[READING TEXT Boundary: Start]

Bahrain's monarch has declared a three-month state of emergency as troops cracked down on protests threatening the regime. The news follows the decision of Saudi Arabia and the United Arab Emirates to send troops to aid the government of the tiny island nation, which is also home to the U.S. Fifth Fleet and key oil facilities.
USA Today correspondent Nada Alwadi reports that the army crackdown and curfew have made the capital of Manama into a "city of ghosts." Several people were killed as police and soldiers stormed the opposition's symbolic center in the capital, the Pearl Roundabout. Government forces used tanks, helicopters, and jeeps with machine guns, the New York Times reported. The city's financial center was deserted; banks and shops were closed. CNN also reported that police stormed the country's hospital, beating doctors who had been treating wounded protesters.
Sectarian tensions in the country have worsened significantly, with prominent Shiites resigning from the government. Bahrain's Shiite health minister quit, to "boycott the government because of the way it is dealing with the current events in the country." Twelve judges from the Shiite court circuit also resigned citing the "bloody events, use of excessive force and weapons."
The crackdown has also put regional heads of states at odds. Iran's President Mahmoud Ahmadinejad sided with Shiite protesters, calling the Saudi invasion "irreparable" and unjustifiable." Iraqi Prime Minister Nuri al-Maliki, who has tried to steer his nation away from violence between Sunnis and Shiites, was cited "condemning the complication" that "could lead to inflaming sectarian tension." Turkey, which enjoys good relations with both sides, told regional leaders to "cool it."
The U.S. Navy responded to fresh violence by authorizing the voluntary departure of military dependents and civilians from Bahrain, citing the security situation. Secretary of State Hillary Clinton called movement of foreign troops into Bahrain "alarming" and said she wants all players in the region to keep "their own agenda" of the protests. "There is no answer to the demands for political and economic reform though a security crackdown," Clinton told CNN.

[READING TEXT Boundary: End]
[MATERIAL PROVIDED Boundary: Start]

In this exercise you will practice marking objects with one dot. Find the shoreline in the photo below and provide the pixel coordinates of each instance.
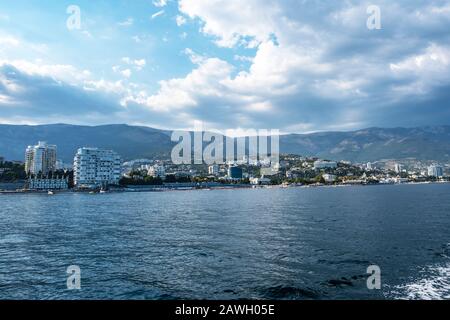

[MATERIAL PROVIDED Boundary: End]

- [EXERCISE AIM]: Reproduce the passage of the Bahrain crackdown article between "The U.S. Navy" and "Clinton told CNN.", inclusive.

- [WRITTEN RESPONSE]:
The U.S. Navy responded to fresh violence by authorizing the voluntary departure of military dependents and civilians from Bahrain, citing the security situation. Secretary of State Hillary Clinton called movement of foreign troops into Bahrain "alarming" and said she wants all players in the region to keep "their own agenda" of the protests. "There is no answer to the demands for political and economic reform though a security crackdown," Clinton told CNN.